EXERCISE AIM: Lines before the one containing "of the utility" are excluded; print that line and every line after it through the end of the material below, exactly.

DATASET RECORDS:
┄┄┄┄┄┄

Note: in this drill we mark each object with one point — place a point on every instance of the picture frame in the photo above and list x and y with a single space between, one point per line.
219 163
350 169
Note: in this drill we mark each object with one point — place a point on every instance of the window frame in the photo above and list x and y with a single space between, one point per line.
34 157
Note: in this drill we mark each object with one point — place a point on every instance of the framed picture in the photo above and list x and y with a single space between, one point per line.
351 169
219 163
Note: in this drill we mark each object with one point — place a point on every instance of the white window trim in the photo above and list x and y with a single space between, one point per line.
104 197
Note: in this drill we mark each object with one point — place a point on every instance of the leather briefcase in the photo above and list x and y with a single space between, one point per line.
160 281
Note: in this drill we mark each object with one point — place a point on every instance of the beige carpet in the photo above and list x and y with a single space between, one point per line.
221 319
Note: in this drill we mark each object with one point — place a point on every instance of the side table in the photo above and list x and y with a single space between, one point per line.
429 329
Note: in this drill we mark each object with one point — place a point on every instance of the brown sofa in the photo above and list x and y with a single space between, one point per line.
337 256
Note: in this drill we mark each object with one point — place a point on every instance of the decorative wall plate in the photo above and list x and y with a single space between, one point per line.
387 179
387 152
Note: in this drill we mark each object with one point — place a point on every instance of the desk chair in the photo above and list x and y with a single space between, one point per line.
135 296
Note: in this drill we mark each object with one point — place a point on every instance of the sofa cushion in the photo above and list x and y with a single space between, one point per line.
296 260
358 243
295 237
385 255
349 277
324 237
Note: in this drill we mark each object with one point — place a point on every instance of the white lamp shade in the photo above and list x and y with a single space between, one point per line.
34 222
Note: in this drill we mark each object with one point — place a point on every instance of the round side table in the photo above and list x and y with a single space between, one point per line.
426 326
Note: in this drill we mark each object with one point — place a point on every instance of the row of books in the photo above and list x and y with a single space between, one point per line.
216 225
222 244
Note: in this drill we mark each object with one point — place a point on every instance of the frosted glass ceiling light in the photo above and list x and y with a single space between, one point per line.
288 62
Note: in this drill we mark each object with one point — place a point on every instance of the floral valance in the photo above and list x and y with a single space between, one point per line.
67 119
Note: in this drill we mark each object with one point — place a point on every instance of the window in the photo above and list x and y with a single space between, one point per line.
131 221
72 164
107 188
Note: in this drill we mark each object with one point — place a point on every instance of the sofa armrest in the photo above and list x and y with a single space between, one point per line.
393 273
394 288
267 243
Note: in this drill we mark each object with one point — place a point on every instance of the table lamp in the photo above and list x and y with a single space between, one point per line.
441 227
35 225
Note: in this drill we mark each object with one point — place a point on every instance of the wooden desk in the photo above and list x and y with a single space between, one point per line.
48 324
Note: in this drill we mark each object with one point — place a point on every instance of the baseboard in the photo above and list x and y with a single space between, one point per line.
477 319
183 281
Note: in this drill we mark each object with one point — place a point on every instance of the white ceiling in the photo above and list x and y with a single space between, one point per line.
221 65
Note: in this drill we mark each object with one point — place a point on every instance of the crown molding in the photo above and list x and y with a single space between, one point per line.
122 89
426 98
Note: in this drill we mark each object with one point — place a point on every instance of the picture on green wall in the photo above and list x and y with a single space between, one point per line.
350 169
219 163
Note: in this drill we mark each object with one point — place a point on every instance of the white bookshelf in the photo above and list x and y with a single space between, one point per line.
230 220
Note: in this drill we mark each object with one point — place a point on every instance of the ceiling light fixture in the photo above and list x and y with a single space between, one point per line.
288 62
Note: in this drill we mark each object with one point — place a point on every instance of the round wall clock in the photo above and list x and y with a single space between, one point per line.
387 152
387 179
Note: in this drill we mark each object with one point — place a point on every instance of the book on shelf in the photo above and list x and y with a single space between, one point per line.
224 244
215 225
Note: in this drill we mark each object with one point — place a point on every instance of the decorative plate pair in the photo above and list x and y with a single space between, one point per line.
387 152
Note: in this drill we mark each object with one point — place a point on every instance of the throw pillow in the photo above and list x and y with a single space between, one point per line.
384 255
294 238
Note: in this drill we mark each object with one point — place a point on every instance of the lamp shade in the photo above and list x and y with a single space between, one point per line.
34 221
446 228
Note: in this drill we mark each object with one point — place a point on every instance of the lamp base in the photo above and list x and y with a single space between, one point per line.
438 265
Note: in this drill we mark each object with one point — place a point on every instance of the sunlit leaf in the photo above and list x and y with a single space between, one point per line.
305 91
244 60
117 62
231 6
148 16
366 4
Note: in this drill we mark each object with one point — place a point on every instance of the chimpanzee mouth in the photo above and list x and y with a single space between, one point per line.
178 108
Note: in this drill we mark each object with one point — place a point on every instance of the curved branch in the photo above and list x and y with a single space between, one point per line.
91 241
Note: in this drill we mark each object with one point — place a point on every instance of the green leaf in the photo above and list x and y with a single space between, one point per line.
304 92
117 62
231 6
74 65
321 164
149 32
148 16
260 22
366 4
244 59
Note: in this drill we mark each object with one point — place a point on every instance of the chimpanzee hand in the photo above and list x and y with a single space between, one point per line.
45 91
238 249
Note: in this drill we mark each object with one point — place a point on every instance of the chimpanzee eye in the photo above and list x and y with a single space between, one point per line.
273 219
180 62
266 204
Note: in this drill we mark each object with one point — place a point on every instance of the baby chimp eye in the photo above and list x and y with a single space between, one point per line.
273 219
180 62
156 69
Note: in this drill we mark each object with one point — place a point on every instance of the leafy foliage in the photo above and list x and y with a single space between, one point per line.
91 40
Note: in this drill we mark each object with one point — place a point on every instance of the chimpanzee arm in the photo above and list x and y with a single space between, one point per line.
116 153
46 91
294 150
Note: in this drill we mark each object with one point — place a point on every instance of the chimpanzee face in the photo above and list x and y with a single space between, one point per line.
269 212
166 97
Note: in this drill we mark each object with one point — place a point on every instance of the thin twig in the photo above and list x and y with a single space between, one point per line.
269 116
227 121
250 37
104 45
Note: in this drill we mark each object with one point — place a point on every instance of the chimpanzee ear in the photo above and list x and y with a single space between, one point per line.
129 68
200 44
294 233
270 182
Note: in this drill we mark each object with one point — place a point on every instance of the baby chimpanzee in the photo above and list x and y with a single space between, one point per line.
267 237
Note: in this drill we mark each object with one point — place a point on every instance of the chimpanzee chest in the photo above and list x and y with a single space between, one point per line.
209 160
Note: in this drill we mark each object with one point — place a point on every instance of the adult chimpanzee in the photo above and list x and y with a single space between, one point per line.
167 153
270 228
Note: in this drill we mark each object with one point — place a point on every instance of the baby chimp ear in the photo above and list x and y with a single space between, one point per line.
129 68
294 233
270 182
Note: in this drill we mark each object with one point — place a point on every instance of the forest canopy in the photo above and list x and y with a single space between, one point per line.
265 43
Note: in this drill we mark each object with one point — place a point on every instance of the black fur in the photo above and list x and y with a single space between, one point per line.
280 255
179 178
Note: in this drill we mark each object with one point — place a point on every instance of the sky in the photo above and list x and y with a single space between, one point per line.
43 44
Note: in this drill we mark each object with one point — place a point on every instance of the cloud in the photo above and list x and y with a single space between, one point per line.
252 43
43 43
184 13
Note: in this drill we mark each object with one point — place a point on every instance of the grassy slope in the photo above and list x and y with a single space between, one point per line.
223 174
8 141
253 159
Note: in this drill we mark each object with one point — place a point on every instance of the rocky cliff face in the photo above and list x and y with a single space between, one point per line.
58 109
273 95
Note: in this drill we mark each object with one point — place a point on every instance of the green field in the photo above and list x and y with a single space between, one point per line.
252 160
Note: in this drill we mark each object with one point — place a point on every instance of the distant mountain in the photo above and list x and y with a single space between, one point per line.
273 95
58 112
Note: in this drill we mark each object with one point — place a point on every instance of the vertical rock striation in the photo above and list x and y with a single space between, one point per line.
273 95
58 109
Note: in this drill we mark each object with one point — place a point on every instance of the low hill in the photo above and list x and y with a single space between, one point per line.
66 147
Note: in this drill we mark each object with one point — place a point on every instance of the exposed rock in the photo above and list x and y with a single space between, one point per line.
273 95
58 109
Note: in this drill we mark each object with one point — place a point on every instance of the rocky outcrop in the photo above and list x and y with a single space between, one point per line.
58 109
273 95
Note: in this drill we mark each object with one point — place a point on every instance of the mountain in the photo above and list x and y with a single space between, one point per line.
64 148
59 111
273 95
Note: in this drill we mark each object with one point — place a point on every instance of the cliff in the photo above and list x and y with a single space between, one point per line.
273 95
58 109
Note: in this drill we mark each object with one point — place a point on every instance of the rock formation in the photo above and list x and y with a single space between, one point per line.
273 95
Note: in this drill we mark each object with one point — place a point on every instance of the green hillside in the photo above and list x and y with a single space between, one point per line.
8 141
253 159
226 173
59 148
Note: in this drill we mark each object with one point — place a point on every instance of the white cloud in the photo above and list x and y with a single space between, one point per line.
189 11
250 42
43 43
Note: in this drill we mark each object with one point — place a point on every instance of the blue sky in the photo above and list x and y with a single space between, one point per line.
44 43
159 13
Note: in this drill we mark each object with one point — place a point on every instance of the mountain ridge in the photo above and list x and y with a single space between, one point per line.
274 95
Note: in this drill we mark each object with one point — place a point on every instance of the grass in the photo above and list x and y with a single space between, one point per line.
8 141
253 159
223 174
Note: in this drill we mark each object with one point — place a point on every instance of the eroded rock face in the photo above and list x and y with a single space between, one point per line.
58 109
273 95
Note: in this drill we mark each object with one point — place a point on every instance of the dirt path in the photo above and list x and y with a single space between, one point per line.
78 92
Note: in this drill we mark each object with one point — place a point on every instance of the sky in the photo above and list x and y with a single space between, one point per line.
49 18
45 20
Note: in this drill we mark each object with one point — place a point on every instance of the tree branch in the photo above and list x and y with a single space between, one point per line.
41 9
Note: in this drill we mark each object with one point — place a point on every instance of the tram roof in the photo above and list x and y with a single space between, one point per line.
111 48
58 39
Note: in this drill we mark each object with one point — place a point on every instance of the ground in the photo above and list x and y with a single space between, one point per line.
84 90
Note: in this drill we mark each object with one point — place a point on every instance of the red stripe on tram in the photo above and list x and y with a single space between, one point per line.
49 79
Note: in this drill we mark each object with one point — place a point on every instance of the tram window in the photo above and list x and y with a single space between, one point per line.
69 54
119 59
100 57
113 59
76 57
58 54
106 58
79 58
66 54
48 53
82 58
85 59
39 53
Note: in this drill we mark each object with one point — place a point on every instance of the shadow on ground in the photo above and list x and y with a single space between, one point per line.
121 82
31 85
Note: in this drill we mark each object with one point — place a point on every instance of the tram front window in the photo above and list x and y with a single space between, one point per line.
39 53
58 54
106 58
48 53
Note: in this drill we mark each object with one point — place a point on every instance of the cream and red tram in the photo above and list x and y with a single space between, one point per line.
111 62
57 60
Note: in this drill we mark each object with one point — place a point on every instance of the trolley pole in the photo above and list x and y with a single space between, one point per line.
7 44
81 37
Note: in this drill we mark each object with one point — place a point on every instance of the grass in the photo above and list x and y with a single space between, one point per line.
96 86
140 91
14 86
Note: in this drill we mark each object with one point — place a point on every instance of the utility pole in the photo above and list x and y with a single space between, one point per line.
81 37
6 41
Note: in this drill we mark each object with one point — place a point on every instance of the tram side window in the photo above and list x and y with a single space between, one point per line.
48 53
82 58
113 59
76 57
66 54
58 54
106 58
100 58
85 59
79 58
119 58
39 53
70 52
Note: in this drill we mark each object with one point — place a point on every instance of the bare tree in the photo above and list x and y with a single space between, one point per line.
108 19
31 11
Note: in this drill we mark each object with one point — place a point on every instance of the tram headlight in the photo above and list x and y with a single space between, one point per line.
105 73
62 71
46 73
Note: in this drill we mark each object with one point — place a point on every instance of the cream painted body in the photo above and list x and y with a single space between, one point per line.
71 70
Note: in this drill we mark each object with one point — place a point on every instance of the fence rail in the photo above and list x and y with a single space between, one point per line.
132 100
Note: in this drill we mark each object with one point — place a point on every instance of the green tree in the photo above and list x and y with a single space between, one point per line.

┄┄┄┄┄┄

WRITTEN REPLY:
Note: in this drill we mark each object with one point — place a point on every instance of the utility pole in the photo above and list x and y with a single space between, one point per line.
81 37
6 41
Note: in this drill we mark each object with one point — place a point on every instance of the tram side window in the photo above and list x and y with a single space between, one point per line.
48 53
82 58
113 59
76 57
66 54
58 54
106 58
100 58
85 59
79 58
119 58
39 53
70 52
Note: in this drill we mark each object with one point — place a point on every instance of the bare tree in the photo above and list x and y with a single space between, one point per line.
108 19
31 11
Note: in this drill we mark each object with one point — place a point on every instance of the tram headlight in the photo above and list x and y with a single space between, one point per line.
105 73
62 71
46 73
Note: in this drill we mark each object with one point — place a point on every instance of the cream painted body in the photo above and list x and y with a single space between, one point per line.
71 70
Note: in this drill we mark each object with one point — place a point on every instance of the fence rail in the photo above and list x and y with a single space between, one point per line.
132 100
Note: in this drill we mark each object with one point — place a point on every instance of the green tree in the photo above and list x and y with a single space between, one point per line.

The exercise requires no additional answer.